What you have to do: Arrange every line of the records below as a Markdown table with the columns Row and Line. Number the rows in sequence and omit blank lines.

Dataset records:
┌──
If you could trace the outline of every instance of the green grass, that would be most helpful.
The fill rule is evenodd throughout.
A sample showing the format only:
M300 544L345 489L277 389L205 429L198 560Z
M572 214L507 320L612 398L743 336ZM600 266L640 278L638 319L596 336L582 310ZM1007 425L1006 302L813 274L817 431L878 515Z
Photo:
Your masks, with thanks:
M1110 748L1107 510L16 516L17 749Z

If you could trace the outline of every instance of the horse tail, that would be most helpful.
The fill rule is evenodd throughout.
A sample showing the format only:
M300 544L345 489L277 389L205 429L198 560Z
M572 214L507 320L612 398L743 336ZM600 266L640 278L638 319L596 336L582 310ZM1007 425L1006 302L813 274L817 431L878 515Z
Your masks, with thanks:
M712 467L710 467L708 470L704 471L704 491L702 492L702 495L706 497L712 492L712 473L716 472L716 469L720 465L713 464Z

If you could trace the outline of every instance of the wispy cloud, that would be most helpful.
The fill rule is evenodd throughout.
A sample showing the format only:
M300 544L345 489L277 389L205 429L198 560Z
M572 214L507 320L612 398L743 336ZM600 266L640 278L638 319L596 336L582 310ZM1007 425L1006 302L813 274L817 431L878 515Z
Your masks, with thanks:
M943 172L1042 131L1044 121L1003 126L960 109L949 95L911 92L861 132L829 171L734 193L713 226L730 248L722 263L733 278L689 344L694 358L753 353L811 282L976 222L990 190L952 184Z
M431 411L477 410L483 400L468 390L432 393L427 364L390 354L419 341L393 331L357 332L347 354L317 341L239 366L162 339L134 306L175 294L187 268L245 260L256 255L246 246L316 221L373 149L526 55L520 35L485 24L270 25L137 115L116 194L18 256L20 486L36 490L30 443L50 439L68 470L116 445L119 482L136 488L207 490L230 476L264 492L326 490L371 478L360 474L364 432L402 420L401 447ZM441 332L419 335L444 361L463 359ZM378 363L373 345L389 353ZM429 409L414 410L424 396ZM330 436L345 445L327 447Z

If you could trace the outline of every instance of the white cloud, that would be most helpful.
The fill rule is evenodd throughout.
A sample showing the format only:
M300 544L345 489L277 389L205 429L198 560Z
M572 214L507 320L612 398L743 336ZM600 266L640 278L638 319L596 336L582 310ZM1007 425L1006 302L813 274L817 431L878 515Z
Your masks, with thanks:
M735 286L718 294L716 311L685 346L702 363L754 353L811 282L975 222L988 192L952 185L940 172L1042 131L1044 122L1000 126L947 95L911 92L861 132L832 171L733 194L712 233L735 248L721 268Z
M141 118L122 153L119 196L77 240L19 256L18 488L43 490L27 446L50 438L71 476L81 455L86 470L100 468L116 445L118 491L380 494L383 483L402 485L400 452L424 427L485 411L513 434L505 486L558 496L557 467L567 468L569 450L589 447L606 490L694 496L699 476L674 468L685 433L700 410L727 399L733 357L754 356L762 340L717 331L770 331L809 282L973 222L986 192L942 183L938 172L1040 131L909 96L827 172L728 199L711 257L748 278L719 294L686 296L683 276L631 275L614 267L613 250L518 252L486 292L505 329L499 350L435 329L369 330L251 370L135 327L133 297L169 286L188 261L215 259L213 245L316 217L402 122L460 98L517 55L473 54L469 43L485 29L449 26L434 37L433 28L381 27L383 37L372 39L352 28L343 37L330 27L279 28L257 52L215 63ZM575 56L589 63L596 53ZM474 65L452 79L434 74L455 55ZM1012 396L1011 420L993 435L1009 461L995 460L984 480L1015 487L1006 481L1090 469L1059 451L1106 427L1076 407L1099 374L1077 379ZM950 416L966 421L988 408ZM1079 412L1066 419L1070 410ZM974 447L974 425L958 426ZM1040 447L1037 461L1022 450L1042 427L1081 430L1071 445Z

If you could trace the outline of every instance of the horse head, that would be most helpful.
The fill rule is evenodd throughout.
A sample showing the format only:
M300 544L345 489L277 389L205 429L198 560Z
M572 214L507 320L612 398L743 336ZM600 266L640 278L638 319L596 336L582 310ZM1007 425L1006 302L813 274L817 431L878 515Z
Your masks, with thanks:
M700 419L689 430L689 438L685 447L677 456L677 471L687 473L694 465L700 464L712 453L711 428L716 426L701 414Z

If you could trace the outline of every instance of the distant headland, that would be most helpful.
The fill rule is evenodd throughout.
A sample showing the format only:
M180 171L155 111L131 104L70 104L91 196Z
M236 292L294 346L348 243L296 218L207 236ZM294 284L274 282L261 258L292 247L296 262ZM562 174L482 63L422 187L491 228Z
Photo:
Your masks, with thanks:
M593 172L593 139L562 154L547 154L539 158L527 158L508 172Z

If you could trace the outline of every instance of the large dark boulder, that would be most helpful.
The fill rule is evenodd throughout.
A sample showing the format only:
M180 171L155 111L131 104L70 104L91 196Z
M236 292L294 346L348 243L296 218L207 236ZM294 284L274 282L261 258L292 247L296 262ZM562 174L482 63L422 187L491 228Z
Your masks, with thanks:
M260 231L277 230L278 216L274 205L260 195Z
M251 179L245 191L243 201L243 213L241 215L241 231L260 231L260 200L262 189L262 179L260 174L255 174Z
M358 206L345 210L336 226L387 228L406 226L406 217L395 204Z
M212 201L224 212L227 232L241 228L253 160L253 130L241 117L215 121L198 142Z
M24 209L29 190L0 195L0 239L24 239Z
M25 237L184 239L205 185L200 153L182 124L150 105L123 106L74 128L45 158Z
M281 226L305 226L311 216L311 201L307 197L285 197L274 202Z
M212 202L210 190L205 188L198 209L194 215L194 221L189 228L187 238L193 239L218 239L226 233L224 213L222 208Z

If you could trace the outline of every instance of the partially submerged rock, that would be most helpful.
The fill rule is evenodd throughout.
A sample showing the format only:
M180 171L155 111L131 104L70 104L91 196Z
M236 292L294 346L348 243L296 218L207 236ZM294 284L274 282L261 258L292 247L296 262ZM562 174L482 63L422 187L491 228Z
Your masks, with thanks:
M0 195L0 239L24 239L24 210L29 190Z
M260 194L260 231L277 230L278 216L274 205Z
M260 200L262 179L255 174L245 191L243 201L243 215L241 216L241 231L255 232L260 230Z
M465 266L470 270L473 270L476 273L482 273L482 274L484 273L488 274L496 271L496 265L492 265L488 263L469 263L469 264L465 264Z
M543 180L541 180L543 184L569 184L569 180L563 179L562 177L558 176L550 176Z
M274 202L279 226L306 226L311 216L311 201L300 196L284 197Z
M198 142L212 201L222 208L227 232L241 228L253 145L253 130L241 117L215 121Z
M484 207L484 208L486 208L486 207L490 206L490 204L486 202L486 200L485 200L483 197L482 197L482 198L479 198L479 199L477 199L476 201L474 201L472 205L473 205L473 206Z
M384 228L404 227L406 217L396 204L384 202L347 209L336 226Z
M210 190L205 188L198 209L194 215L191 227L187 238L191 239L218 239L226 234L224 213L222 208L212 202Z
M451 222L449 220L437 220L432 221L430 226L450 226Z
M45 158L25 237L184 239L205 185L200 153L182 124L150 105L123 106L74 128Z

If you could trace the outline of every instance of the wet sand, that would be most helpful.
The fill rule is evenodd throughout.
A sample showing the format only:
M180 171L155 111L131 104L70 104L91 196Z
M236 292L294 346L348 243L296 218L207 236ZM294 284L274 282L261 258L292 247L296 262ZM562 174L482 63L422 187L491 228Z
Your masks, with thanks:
└──
Full response:
| Row | Line |
|---|---|
| 1 | If you could trace the outline of every instance of the green grass, that would be most helpful. |
| 2 | The fill rule is evenodd throughout. |
| 3 | A sample showing the format only: |
| 4 | M300 544L345 489L277 389L205 429L198 560Z |
| 5 | M572 214L507 320L612 398L743 336ZM600 266L640 278L638 319L596 336L582 310ZM1007 425L1006 302L813 274L817 431L878 515Z |
| 6 | Photo: |
| 7 | Your masks, with thanks: |
| 8 | M1110 748L1107 510L16 516L17 749Z |
| 9 | If you could trace the outline of every instance of the horse tail, that would be most helpful. |
| 10 | The fill rule is evenodd throughout. |
| 11 | A sample showing the format only: |
| 12 | M300 544L345 489L277 389L205 429L198 560Z |
| 13 | M572 214L507 320L612 398L743 336ZM600 266L640 278L638 319L596 336L582 310ZM1007 425L1006 302L813 274L817 431L878 515Z |
| 14 | Your masks, with thanks: |
| 15 | M712 467L710 467L708 470L704 471L704 491L702 492L702 495L706 497L712 492L712 473L716 472L716 469L720 465L713 464Z |
| 16 | If you could trace the outline of every instance of the wispy cloud, that would be most helpful. |
| 17 | The fill rule is evenodd throughout. |
| 18 | A sample showing the format only: |
| 19 | M300 544L345 489L277 389L205 429L198 560Z |
| 20 | M572 214L507 320L612 398L743 336ZM600 266L640 278L638 319L596 336L582 310ZM1007 425L1006 302L813 274L817 431L878 515Z |
| 21 | Your masks, with thanks: |
| 22 | M943 172L1042 131L1044 121L1003 126L960 109L949 95L911 92L861 132L829 171L734 193L713 226L730 248L722 263L733 278L689 344L694 358L753 353L811 282L976 222L990 190L952 184Z |
| 23 | M431 411L477 410L483 400L468 390L432 393L427 364L390 354L419 341L393 331L357 332L347 354L317 341L239 366L162 339L134 306L175 294L187 268L245 260L256 255L246 246L316 221L373 149L526 55L520 35L485 24L270 25L137 115L116 194L18 256L20 486L36 490L30 443L50 439L68 470L116 445L119 482L136 488L207 490L230 476L264 492L326 490L371 478L360 474L364 432L402 420L401 447ZM441 332L419 335L444 361L463 359ZM378 363L373 345L389 353ZM429 409L414 410L424 396ZM330 436L345 445L327 447Z |
| 24 | If you could trace the outline of every instance of the white cloud, that would be most helpful. |
| 25 | The fill rule is evenodd throughout. |
| 26 | A sample showing the format only: |
| 27 | M300 544L345 489L277 389L205 429L198 560Z |
| 28 | M572 214L507 320L612 398L743 336ZM600 266L640 278L638 319L596 336L582 310ZM1007 425L1006 302L813 274L817 431L878 515Z |
| 29 | Your masks, with thanks: |
| 30 | M735 286L718 294L716 311L685 346L702 363L754 353L811 282L975 222L988 192L952 185L940 172L1042 131L1044 122L1000 126L947 95L911 92L861 132L832 171L733 194L712 233L735 248L721 268Z |
| 31 | M141 118L122 153L119 196L77 240L19 256L18 488L43 490L27 446L50 438L71 476L81 455L86 470L100 468L116 445L118 491L380 494L383 483L402 485L400 452L424 427L485 411L513 434L505 486L558 496L557 467L567 468L569 450L589 447L606 490L694 496L699 476L674 468L685 433L700 410L727 399L733 357L754 356L762 340L717 331L770 331L809 282L973 222L986 192L942 183L938 172L1040 131L909 96L827 172L728 199L711 257L748 278L719 294L686 296L683 276L631 275L614 267L613 250L518 252L486 292L505 329L499 350L435 329L369 330L251 370L135 327L133 297L169 286L188 261L215 259L213 245L316 217L402 122L460 98L517 55L473 54L469 43L485 29L449 26L434 37L433 28L381 27L383 37L372 39L352 28L343 37L330 27L279 28L257 52L215 63ZM575 56L589 63L596 53ZM474 65L452 79L434 74L455 55ZM1012 396L1011 420L993 435L1009 461L995 460L984 480L1015 487L1006 481L1090 469L1059 451L1106 427L1076 407L1099 374L1077 379ZM950 416L966 421L988 408ZM1079 412L1066 419L1070 410ZM974 447L974 425L958 426ZM1040 447L1037 461L1022 450L1042 427L1081 430L1071 445Z |
| 32 | If you could trace the outline of every instance of the horse head, that would be most helpful. |
| 33 | The fill rule is evenodd throughout. |
| 34 | A sample showing the format only: |
| 35 | M300 544L345 489L277 389L205 429L198 560Z |
| 36 | M572 214L507 320L612 398L743 336ZM600 266L640 278L638 319L596 336L582 310ZM1007 425L1006 302L813 274L817 431L878 515Z |
| 37 | Your masks, with thanks: |
| 38 | M700 419L689 430L689 438L685 447L677 456L677 471L687 473L694 465L700 464L712 453L711 428L716 426L701 414Z |
| 39 | If you could trace the outline of every instance of the distant headland, that would be most helpful. |
| 40 | The fill rule is evenodd throughout. |
| 41 | A sample showing the format only: |
| 42 | M180 171L155 111L131 104L70 104L91 196Z |
| 43 | M236 292L294 346L348 243L296 218L207 236ZM294 284L274 282L261 258L292 247L296 262ZM562 174L482 63L422 187L491 228Z |
| 44 | Photo: |
| 45 | Your masks, with thanks: |
| 46 | M593 172L593 139L562 154L547 154L539 158L527 158L508 172Z |
| 47 | If you could trace the outline of every instance of the large dark boulder, that would be most helpful. |
| 48 | The fill rule is evenodd throughout. |
| 49 | A sample showing the format only: |
| 50 | M180 171L155 111L131 104L70 104L91 196Z |
| 51 | M236 292L294 346L348 243L296 218L207 236ZM294 284L274 282L261 258L292 247L296 262ZM562 174L482 63L422 187L491 228Z |
| 52 | Your masks, with thanks: |
| 53 | M260 231L277 230L278 216L274 205L260 195Z |
| 54 | M251 179L245 191L243 201L243 213L241 215L241 231L260 231L260 200L262 189L262 179L260 174L255 174Z |
| 55 | M358 206L345 210L336 226L387 228L406 226L406 217L395 204Z |
| 56 | M212 201L224 212L227 232L241 228L253 160L253 130L241 117L215 121L198 142Z |
| 57 | M24 209L29 190L0 195L0 239L24 239Z |
| 58 | M25 237L184 239L205 185L200 153L182 124L150 105L123 106L74 128L45 158Z |
| 59 | M281 226L305 226L311 216L311 201L307 197L285 197L274 202Z |
| 60 | M212 202L210 190L205 188L198 209L194 215L194 221L189 228L187 238L193 239L218 239L226 233L224 213L222 208Z |
| 61 | If you could trace the outline of every instance of the partially submerged rock, that would be most helpful. |
| 62 | The fill rule is evenodd throughout. |
| 63 | A sample showing the format only: |
| 64 | M180 171L155 111L131 104L70 104L91 196Z |
| 65 | M236 292L294 346L348 243L296 218L207 236ZM294 284L274 282L261 258L292 247L296 262ZM562 174L482 63L422 187L491 228Z |
| 66 | Your masks, with thanks: |
| 67 | M0 195L0 239L24 239L24 210L29 190Z |
| 68 | M260 194L260 231L277 230L278 216L274 205Z |
| 69 | M260 200L262 179L255 174L245 191L243 201L243 215L241 216L241 231L255 232L260 230Z |
| 70 | M465 266L470 270L473 270L476 273L482 273L482 274L484 273L488 274L496 271L496 265L492 265L488 263L469 263L469 264L465 264Z |
| 71 | M543 180L541 180L543 184L569 184L569 180L563 179L562 177L558 176L550 176Z |
| 72 | M274 202L279 226L306 226L311 216L311 201L300 196L284 197Z |
| 73 | M198 142L212 201L222 208L227 232L241 228L253 145L253 130L241 117L215 121Z |
| 74 | M484 207L484 208L486 208L486 207L490 206L490 204L486 202L486 200L485 200L483 197L482 197L482 198L479 198L479 199L477 199L476 201L474 201L472 205L473 205L473 206Z |
| 75 | M384 228L404 227L406 217L396 204L384 202L347 209L336 226Z |
| 76 | M210 190L205 188L198 209L194 215L191 227L187 238L191 239L218 239L226 234L224 213L222 208L212 202Z |
| 77 | M451 222L449 220L437 220L432 221L430 226L450 226Z |
| 78 | M45 158L25 237L184 239L205 185L200 153L182 124L150 105L123 106L74 128Z |
| 79 | If you could trace the outline of every instance of the wet sand, that would be most helpful. |
| 80 | The fill rule is evenodd throughout. |
| 81 | A sample showing the format only: |
| 82 | M180 171L155 111L131 104L70 104L91 196Z |
| 83 | M236 292L294 346L348 243L296 218L207 236ZM294 284L274 282L261 258L292 247L296 262ZM562 174L482 63L422 187L491 228Z |
| 84 | Your masks, with thanks: |